Copy all of the records word for word.

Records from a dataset
——
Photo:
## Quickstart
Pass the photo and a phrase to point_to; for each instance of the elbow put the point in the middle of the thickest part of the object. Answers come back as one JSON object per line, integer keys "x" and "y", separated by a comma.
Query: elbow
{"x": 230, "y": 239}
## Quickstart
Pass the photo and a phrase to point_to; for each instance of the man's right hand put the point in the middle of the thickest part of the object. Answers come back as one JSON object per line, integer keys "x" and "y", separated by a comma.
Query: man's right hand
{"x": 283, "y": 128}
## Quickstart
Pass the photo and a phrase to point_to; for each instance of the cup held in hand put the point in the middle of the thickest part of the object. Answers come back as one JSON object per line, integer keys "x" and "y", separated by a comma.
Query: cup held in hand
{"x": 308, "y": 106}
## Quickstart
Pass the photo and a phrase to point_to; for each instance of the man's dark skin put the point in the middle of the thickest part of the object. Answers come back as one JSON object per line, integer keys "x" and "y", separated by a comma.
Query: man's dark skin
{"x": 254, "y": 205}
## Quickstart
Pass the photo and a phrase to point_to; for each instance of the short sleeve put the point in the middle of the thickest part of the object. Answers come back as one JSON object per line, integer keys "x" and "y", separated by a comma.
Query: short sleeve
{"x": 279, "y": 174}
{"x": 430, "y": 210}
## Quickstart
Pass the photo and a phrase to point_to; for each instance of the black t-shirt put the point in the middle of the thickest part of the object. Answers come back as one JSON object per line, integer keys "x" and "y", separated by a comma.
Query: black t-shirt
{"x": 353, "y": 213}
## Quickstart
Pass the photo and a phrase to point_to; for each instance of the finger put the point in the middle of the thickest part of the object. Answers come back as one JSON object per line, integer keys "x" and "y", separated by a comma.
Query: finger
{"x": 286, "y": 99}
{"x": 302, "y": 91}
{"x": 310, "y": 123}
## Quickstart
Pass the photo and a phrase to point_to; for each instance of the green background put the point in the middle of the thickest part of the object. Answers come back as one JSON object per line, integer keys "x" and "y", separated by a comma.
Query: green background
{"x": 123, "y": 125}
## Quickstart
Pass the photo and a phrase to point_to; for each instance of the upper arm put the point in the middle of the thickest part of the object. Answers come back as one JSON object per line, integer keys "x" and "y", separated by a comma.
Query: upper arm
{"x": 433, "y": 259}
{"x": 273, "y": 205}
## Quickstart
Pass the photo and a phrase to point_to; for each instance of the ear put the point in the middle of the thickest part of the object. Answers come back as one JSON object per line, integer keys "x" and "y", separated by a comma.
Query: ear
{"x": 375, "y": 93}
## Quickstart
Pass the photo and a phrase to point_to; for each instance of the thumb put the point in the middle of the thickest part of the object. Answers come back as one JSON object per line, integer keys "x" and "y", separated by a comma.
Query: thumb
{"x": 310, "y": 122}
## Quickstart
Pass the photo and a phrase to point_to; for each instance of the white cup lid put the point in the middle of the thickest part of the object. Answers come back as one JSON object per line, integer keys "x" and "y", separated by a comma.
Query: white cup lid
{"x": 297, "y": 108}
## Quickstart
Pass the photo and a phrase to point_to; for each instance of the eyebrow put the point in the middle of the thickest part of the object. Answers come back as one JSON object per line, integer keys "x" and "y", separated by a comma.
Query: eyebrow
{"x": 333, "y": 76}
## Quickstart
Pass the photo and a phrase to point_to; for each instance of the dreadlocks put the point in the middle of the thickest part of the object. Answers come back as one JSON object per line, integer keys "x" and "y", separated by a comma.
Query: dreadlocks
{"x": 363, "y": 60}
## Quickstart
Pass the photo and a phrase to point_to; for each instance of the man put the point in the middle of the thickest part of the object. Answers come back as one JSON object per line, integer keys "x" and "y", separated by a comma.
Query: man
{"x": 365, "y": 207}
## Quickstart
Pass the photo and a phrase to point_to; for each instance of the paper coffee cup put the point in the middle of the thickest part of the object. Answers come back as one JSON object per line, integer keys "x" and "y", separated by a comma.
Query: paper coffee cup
——
Final answer
Photo:
## Quickstart
Pass the photo and a phrase to point_to; for each instance of the elbow put the point in the middle of the thickest part of the object. Answers come back as one JSON object per line, integer keys "x" and "y", separated by a comma.
Query: elbow
{"x": 230, "y": 239}
## Quickstart
Pass the photo and a phrase to point_to; for each instance of the man's right hand put the point in the middle of the thickest part of the object. Answers come back as one JSON object per line, integer keys "x" and "y", separated by a comma.
Query: man's right hand
{"x": 283, "y": 128}
## Quickstart
Pass the photo and a phrase to point_to; for each instance of the cup held in hand put the point in the middle of the thickest part of the object. Answers come back as one JSON object per line, integer keys "x" and "y", separated by a comma.
Query: cup held in hand
{"x": 308, "y": 106}
## Quickstart
Pass the photo and a phrase to point_to; for each instance of the man's dark skin put the point in the middle of the thickest part of the object. Answers come back as one JSON object per line, integer keys "x" and "y", separated by a comma.
Query: man's dark skin
{"x": 254, "y": 205}
## Quickstart
Pass the photo and a phrase to point_to; for each instance of the short sleeve put the point in the middle of the thickest part of the object. Answers come back as one JSON object per line, integer keys "x" and "y", separated by a comma.
Query: short sleeve
{"x": 279, "y": 174}
{"x": 430, "y": 210}
## Quickstart
Pass the photo and a phrase to point_to; for each instance of the black t-shirt put the point in the middle of the thickest part of the object. Answers come back as one JSON object per line, integer keys "x" and "y", separated by a comma.
Query: black t-shirt
{"x": 353, "y": 213}
## Quickstart
Pass the photo and a phrase to point_to; for each instance of the finger put the point in the middle of the thickest part of the object. Answers come back as one JSON object per line, integer keys "x" and "y", separated by a comma.
Query: finger
{"x": 286, "y": 99}
{"x": 302, "y": 91}
{"x": 310, "y": 123}
## Quickstart
Pass the photo and a phrase to point_to; for each instance of the green background put the point in the middle of the thickest part of the object. Answers come back as one JSON object per line, integer keys "x" and "y", separated by a comma.
Query: green background
{"x": 123, "y": 125}
## Quickstart
Pass the photo and a phrase to point_to; for each instance of the upper arm put the point in the middle of the thickest part of the object. Answers come back as one JSON object per line, integer keys "x" and "y", separated by a comma.
Query: upper arm
{"x": 433, "y": 259}
{"x": 273, "y": 205}
## Quickstart
Pass the photo and a phrase to point_to; for each instance of the ear put the point in the middle of the thickest part of the object. Answers come back as one JSON object per line, integer keys "x" and "y", separated by a comma.
Query: ear
{"x": 375, "y": 93}
## Quickstart
Pass the photo and a phrase to point_to; for each instance of the thumb put the point in the middle of the thickest part of the object. Answers come back as one JSON object per line, integer keys "x" and "y", separated by a comma.
Query: thumb
{"x": 310, "y": 122}
## Quickstart
Pass the photo and a phrase to point_to; for each instance of the white cup lid put the point in the middle of the thickest part of the object. Answers come back as one JSON object per line, integer keys "x" and "y", separated by a comma.
Query: white cup lid
{"x": 297, "y": 108}
## Quickstart
Pass the photo and a phrase to point_to; for each instance of the eyebrow put the point in the middle of the thickest part of the object. Answers come back as one JSON object per line, integer keys "x" and "y", separated by a comma.
Query: eyebrow
{"x": 333, "y": 76}
## Quickstart
Pass the photo and a phrase to point_to; for each instance of the dreadlocks put the point in the middle of the thickest part of the object. Answers come back as one JSON object per line, integer keys "x" and "y", separated by a comma.
Query: dreadlocks
{"x": 363, "y": 60}
## Quickstart
Pass the photo and a phrase to point_to; for each instance of the man put the point in the middle of the thickest part of the object. Answers come back as one JSON object per line, integer keys "x" and "y", separated by a comma.
Query: man
{"x": 365, "y": 207}
## Quickstart
Pass the photo and a phrase to point_to; for each instance of the paper coffee cup put the point in the middle of the thickest part of the object. Answers come back as one JSON object per line, integer keys "x" and "y", separated by a comma.
Query: paper coffee cup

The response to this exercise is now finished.